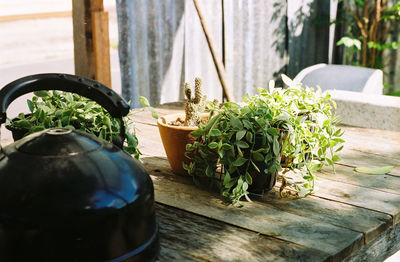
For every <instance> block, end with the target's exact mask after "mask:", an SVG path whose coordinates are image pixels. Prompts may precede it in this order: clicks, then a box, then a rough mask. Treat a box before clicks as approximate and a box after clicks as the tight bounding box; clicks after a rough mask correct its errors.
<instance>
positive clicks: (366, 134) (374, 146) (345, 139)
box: [342, 123, 400, 160]
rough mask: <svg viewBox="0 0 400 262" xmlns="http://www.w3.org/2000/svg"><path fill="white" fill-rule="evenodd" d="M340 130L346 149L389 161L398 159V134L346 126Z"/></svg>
mask: <svg viewBox="0 0 400 262" xmlns="http://www.w3.org/2000/svg"><path fill="white" fill-rule="evenodd" d="M399 124H400V123H399ZM342 129H343V130H344V135H343V139H345V140H346V142H345V146H346V147H348V148H351V149H354V150H358V151H363V152H367V153H372V154H376V155H380V156H385V157H386V158H389V159H392V158H393V159H397V160H399V159H400V132H395V131H388V130H380V129H371V128H359V127H348V126H346V127H343V128H342Z"/></svg>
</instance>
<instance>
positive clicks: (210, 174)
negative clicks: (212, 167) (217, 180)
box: [206, 166, 214, 177]
mask: <svg viewBox="0 0 400 262" xmlns="http://www.w3.org/2000/svg"><path fill="white" fill-rule="evenodd" d="M206 175H207V176H208V177H213V176H214V169H213V168H212V167H211V166H207V168H206Z"/></svg>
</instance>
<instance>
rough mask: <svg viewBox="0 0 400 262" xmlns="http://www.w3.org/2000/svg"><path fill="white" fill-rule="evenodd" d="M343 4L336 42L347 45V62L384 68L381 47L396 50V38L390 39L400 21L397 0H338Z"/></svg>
mask: <svg viewBox="0 0 400 262" xmlns="http://www.w3.org/2000/svg"><path fill="white" fill-rule="evenodd" d="M340 2H343V6H344V11H345V12H344V14H343V20H342V21H341V22H344V23H345V24H346V28H345V33H344V36H343V37H342V38H341V39H340V40H339V41H338V42H337V43H336V44H337V45H344V46H345V47H346V49H347V50H346V51H347V52H346V63H347V64H353V65H359V66H366V67H372V68H380V69H382V68H384V66H385V65H384V63H383V60H382V55H383V51H384V50H397V49H398V48H399V42H397V41H390V40H389V36H390V33H391V31H390V30H391V29H392V27H393V25H394V24H395V23H398V21H400V2H397V3H396V4H394V5H392V6H389V4H388V1H371V0H341V1H340Z"/></svg>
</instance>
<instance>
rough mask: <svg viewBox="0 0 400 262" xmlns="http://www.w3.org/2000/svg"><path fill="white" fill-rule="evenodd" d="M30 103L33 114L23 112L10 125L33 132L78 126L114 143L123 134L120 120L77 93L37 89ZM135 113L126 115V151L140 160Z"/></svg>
mask: <svg viewBox="0 0 400 262" xmlns="http://www.w3.org/2000/svg"><path fill="white" fill-rule="evenodd" d="M27 104H28V107H29V110H30V111H31V114H29V115H24V114H23V113H20V114H19V115H18V117H16V118H15V119H13V120H10V119H8V125H10V126H11V127H14V128H17V129H25V130H26V134H25V135H28V134H32V133H35V132H38V131H42V130H44V129H47V128H52V127H66V128H70V129H78V130H81V131H84V132H86V133H89V134H93V135H95V136H97V137H99V138H101V139H104V140H106V141H109V142H112V141H113V140H114V139H116V138H117V136H118V135H119V133H120V122H119V119H117V118H112V117H111V116H110V114H109V113H108V112H107V111H106V110H105V109H104V108H103V107H102V106H100V105H99V104H98V103H96V102H95V101H92V100H90V99H87V98H85V97H82V96H80V95H78V94H73V93H68V92H58V91H52V92H49V91H37V92H34V96H33V97H32V100H30V99H28V100H27ZM131 115H132V112H131V113H130V114H129V115H128V116H127V117H124V118H123V121H124V124H125V127H126V131H125V137H126V140H125V144H124V150H126V151H127V152H129V153H130V154H133V155H134V157H135V158H137V159H139V156H140V151H139V150H138V148H137V146H138V139H137V137H136V135H135V128H134V125H133V120H132V118H131Z"/></svg>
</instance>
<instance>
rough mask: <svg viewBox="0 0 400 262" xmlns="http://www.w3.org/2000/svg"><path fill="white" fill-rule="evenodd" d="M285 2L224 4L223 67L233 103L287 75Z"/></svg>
mask: <svg viewBox="0 0 400 262" xmlns="http://www.w3.org/2000/svg"><path fill="white" fill-rule="evenodd" d="M286 10H287V3H286V0H269V1H265V0H247V1H244V0H242V1H224V22H225V67H226V71H227V76H228V81H229V83H231V86H232V90H233V93H234V96H235V98H236V99H240V98H241V97H242V96H243V95H244V94H246V93H249V94H254V93H255V92H256V88H257V87H266V86H267V84H268V82H269V80H270V79H273V78H275V77H276V76H277V75H278V73H279V72H280V73H285V72H286V64H287V51H286V50H287V32H286V31H287V30H286V29H287V28H286Z"/></svg>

____________________

§ **Instructions for the task**: The answer must be every line of the data that contains the word "positive".

§ **Response to this exercise**:
positive clicks: (366, 134) (374, 146) (345, 139)
positive clicks: (210, 174)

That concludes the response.